● What you need to do: Copy out, exactly as given, every line from the line with "Reviewer check: make sure each instance of the mickey mouse ear" to the end of the listing, both of those lines included.

>> start

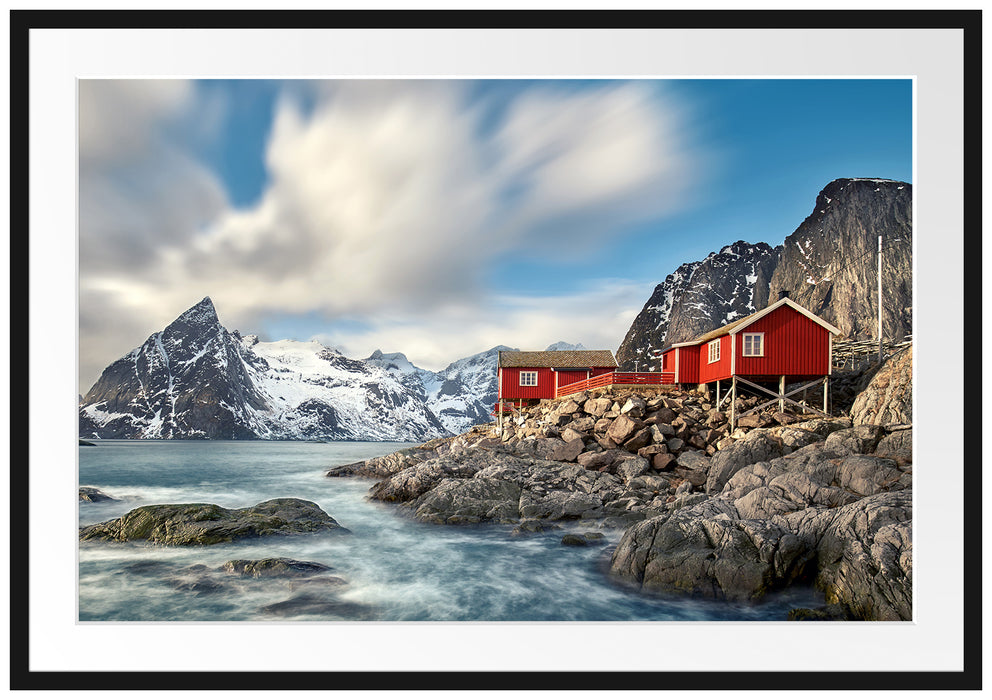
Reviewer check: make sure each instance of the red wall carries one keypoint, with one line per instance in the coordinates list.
(510, 388)
(794, 346)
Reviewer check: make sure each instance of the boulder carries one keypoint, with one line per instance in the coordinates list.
(861, 439)
(897, 445)
(706, 550)
(94, 495)
(629, 469)
(278, 567)
(597, 407)
(568, 451)
(206, 523)
(642, 438)
(465, 501)
(623, 428)
(596, 460)
(865, 557)
(384, 466)
(662, 461)
(757, 446)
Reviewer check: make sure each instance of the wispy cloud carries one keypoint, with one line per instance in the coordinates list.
(389, 200)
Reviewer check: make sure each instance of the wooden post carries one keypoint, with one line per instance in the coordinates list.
(733, 401)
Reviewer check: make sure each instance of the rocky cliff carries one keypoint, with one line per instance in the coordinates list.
(699, 297)
(829, 264)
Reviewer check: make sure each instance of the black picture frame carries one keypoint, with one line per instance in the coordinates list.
(22, 22)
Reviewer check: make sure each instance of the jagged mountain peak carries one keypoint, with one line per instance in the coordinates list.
(828, 265)
(200, 315)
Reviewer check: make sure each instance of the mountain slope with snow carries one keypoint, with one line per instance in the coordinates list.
(195, 379)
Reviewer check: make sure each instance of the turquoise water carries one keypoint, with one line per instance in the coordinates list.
(395, 569)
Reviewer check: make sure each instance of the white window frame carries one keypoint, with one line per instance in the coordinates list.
(761, 345)
(713, 351)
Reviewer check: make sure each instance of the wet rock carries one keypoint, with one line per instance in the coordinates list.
(861, 439)
(94, 495)
(531, 525)
(865, 557)
(206, 523)
(316, 605)
(277, 567)
(706, 550)
(623, 428)
(757, 446)
(572, 540)
(384, 466)
(466, 501)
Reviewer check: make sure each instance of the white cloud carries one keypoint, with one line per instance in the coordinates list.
(387, 200)
(598, 318)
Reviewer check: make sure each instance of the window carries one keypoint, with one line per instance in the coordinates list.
(714, 350)
(528, 379)
(754, 345)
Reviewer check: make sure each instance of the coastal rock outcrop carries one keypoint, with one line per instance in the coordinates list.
(206, 523)
(707, 511)
(888, 398)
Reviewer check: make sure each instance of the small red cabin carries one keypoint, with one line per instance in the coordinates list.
(537, 375)
(782, 342)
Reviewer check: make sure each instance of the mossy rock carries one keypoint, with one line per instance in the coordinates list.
(207, 523)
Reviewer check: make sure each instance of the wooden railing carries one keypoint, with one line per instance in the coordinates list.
(611, 378)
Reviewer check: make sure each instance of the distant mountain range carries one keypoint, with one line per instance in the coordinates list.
(196, 379)
(829, 264)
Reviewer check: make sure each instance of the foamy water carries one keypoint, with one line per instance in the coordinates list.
(394, 568)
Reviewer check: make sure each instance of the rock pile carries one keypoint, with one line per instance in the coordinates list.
(707, 511)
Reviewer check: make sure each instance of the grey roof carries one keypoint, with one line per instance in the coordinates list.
(557, 358)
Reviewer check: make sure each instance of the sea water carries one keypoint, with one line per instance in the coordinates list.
(393, 568)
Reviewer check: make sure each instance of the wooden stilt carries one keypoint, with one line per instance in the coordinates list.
(733, 401)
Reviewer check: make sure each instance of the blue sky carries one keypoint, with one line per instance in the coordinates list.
(440, 218)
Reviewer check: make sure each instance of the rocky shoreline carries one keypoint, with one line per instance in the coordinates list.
(704, 510)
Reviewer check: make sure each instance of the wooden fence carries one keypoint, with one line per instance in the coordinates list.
(613, 378)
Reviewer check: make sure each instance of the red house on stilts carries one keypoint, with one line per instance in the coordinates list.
(783, 343)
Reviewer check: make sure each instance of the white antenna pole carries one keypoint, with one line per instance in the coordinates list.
(880, 299)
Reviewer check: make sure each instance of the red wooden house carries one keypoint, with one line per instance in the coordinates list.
(523, 376)
(783, 343)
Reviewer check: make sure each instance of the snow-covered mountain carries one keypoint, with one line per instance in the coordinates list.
(463, 393)
(195, 379)
(697, 297)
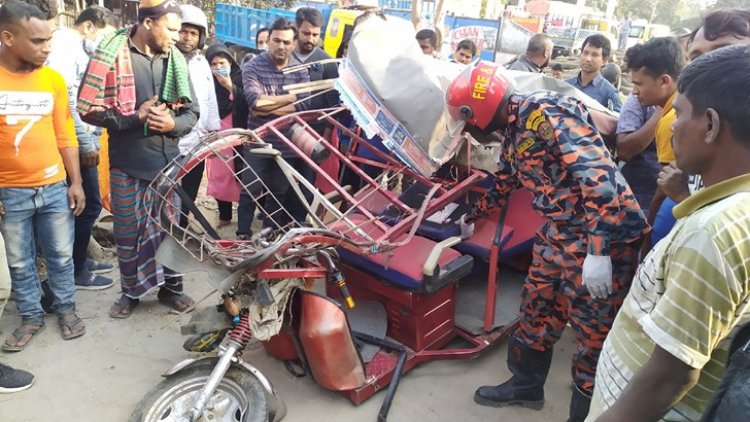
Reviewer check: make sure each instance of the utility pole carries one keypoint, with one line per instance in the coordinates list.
(653, 11)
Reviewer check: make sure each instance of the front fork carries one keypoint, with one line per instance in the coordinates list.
(226, 357)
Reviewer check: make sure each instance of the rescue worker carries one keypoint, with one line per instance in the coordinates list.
(583, 257)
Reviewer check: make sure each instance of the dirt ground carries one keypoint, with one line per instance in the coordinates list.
(102, 375)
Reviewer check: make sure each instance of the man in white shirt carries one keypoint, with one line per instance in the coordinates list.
(192, 39)
(69, 55)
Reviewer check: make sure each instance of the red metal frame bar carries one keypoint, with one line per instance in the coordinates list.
(381, 381)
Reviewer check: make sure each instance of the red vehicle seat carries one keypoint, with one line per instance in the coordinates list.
(403, 266)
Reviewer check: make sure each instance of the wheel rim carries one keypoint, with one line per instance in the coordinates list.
(228, 403)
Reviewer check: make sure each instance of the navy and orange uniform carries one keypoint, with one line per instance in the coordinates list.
(551, 147)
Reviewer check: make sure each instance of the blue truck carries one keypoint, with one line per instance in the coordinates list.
(236, 26)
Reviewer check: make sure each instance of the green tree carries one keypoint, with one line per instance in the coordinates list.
(666, 12)
(734, 4)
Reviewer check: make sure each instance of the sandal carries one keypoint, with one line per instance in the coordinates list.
(123, 307)
(74, 325)
(24, 330)
(179, 302)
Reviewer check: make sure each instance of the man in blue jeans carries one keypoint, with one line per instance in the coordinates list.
(39, 152)
(11, 380)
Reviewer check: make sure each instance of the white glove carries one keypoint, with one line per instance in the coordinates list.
(467, 229)
(597, 275)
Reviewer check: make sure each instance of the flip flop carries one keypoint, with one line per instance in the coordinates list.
(21, 332)
(178, 302)
(123, 307)
(70, 325)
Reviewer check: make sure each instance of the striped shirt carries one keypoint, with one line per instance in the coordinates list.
(260, 76)
(689, 297)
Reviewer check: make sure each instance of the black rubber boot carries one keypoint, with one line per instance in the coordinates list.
(526, 388)
(579, 405)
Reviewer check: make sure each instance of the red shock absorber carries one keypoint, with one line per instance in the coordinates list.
(241, 333)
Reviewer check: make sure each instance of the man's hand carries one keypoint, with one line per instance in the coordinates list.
(226, 82)
(160, 119)
(597, 275)
(76, 198)
(145, 109)
(673, 182)
(90, 159)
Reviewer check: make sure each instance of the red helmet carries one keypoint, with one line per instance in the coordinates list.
(477, 93)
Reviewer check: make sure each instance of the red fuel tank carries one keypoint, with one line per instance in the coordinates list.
(328, 344)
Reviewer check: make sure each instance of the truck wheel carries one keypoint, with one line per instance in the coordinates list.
(238, 398)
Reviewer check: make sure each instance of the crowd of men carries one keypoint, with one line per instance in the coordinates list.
(645, 248)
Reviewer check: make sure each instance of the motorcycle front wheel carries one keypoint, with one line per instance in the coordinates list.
(238, 398)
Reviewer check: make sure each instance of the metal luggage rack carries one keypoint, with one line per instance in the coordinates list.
(339, 218)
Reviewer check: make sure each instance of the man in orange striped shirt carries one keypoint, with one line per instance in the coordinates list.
(38, 149)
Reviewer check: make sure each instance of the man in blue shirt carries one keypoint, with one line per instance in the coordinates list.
(594, 53)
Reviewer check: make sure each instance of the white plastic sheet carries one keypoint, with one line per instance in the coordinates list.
(397, 92)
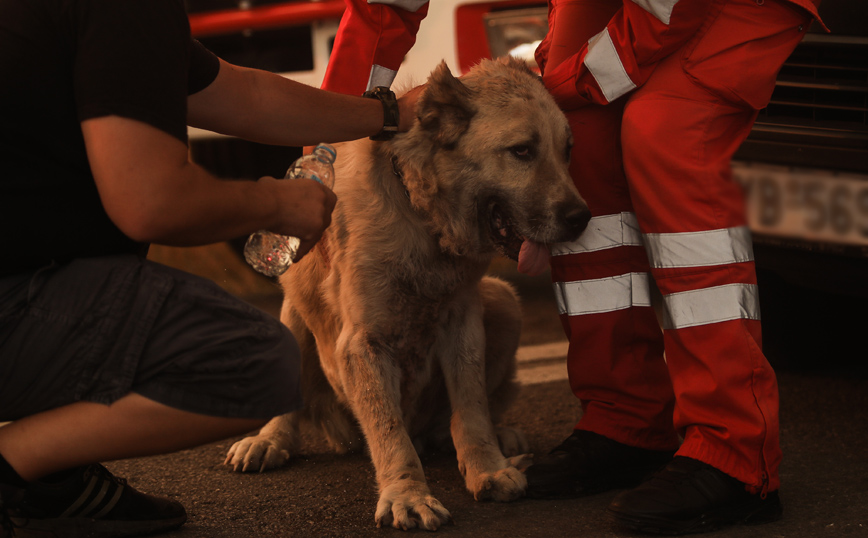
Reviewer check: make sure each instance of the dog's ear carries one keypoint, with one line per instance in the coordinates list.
(444, 108)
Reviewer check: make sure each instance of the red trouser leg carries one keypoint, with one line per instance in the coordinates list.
(615, 361)
(679, 131)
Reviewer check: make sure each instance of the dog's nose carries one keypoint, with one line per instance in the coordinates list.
(577, 219)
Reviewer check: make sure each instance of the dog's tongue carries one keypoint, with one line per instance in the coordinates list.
(533, 258)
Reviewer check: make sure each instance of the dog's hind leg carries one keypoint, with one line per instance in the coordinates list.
(502, 322)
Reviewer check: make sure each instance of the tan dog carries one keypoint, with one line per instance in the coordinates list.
(393, 311)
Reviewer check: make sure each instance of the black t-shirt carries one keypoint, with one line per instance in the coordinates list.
(65, 61)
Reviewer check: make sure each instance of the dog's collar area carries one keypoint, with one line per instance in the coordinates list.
(400, 175)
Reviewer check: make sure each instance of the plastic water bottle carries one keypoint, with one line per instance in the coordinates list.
(271, 254)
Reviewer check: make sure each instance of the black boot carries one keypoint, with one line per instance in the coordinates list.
(587, 463)
(689, 496)
(89, 502)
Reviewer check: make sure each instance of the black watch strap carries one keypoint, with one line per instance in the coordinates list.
(390, 111)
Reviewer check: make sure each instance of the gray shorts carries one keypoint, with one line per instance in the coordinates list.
(97, 329)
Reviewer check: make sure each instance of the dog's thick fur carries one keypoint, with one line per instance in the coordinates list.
(393, 311)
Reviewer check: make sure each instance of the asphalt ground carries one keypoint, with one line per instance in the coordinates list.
(824, 474)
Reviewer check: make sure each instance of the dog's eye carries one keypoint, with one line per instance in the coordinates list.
(522, 152)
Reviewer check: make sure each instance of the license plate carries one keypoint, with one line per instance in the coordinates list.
(805, 204)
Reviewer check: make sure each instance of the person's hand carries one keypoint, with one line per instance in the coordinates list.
(304, 210)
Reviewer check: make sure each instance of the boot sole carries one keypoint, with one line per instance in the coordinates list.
(91, 528)
(587, 487)
(707, 522)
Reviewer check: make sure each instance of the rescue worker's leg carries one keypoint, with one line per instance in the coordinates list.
(615, 360)
(679, 133)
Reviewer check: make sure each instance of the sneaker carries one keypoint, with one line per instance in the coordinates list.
(587, 463)
(689, 496)
(90, 502)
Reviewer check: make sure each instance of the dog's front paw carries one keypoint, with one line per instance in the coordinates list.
(511, 440)
(257, 453)
(408, 504)
(505, 485)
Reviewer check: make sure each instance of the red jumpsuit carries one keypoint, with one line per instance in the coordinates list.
(372, 40)
(681, 81)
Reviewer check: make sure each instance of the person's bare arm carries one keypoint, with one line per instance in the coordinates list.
(153, 193)
(267, 108)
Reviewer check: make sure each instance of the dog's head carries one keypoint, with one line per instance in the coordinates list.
(487, 161)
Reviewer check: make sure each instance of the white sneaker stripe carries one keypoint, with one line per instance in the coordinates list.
(95, 502)
(111, 504)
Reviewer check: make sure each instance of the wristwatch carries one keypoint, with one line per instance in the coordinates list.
(390, 111)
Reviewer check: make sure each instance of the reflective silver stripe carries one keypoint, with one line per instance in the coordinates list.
(409, 5)
(81, 498)
(661, 9)
(603, 62)
(608, 231)
(381, 76)
(710, 305)
(602, 295)
(699, 249)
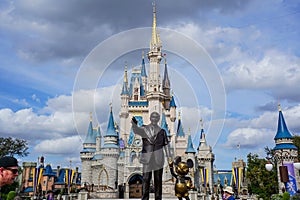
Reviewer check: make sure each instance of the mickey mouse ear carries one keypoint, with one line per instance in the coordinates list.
(189, 163)
(177, 160)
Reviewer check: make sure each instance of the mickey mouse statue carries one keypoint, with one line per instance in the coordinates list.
(183, 183)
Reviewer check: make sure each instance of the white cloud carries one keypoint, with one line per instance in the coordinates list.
(249, 138)
(67, 145)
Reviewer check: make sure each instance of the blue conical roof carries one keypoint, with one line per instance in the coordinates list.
(90, 137)
(143, 71)
(172, 103)
(111, 130)
(180, 131)
(98, 133)
(124, 89)
(164, 125)
(189, 147)
(282, 130)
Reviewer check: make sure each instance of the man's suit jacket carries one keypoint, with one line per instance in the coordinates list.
(152, 151)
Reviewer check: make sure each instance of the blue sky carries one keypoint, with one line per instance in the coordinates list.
(46, 46)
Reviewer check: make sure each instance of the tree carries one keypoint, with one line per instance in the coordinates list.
(13, 146)
(262, 182)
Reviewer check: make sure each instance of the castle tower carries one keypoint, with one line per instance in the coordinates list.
(238, 169)
(124, 108)
(205, 160)
(87, 153)
(106, 173)
(180, 139)
(166, 85)
(285, 153)
(154, 95)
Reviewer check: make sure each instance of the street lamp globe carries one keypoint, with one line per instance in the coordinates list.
(269, 166)
(297, 165)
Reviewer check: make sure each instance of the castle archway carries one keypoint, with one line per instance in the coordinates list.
(135, 186)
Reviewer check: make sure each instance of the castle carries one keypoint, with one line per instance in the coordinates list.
(110, 160)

>> end

● Expected answer:
Reviewer check: make sure each instance of the mickey mouse ear carries one keypoint, with one line per instance in the coordinates list.
(189, 163)
(177, 160)
Reviewer check: make sure each instance of the mickey mouse statue carries one keypoint, with one line per instance in the coordinates list.
(183, 183)
Reviewer check: make sure each instance of the white cloud carries one keypoint, with one line per instance in the coordinates list.
(249, 138)
(67, 145)
Reviewer check: make sure each instance of the blue conical roof carries one keypoint, with one line per instance in the coordinates list.
(90, 137)
(143, 71)
(172, 103)
(111, 130)
(180, 131)
(98, 133)
(124, 89)
(164, 125)
(189, 147)
(282, 130)
Reviewer check: make sure each instance of the man's suit jacket carries one keypoint, with one line per instance in the coordinates list.
(152, 151)
Reviewer check: make sure each instance of the blue sky carries one keypoint, with one line per instance in the coordinates list.
(46, 46)
Reviewer check: make sure each instance of the tree carries one keypoint, with one line per instance in the coordinates list.
(13, 146)
(262, 182)
Reviewer check: make sure each instance of the castle tower carries one keypoint, with one line per instance in the coordinates list.
(238, 169)
(124, 108)
(205, 160)
(87, 153)
(106, 173)
(180, 139)
(166, 85)
(285, 153)
(154, 95)
Reviewer check: make sure each instance of the street lamp globe carries one keypoint, with one line per instance in the coordinates list.
(269, 166)
(297, 165)
Reviewer check: make sure each instance of the castle archway carries one keypoint, with one line per instance in the coordinates list.
(135, 186)
Reviewer check: make sure each instance of the castle carries one keypoint, with one line per instance in the coordinates list.
(110, 160)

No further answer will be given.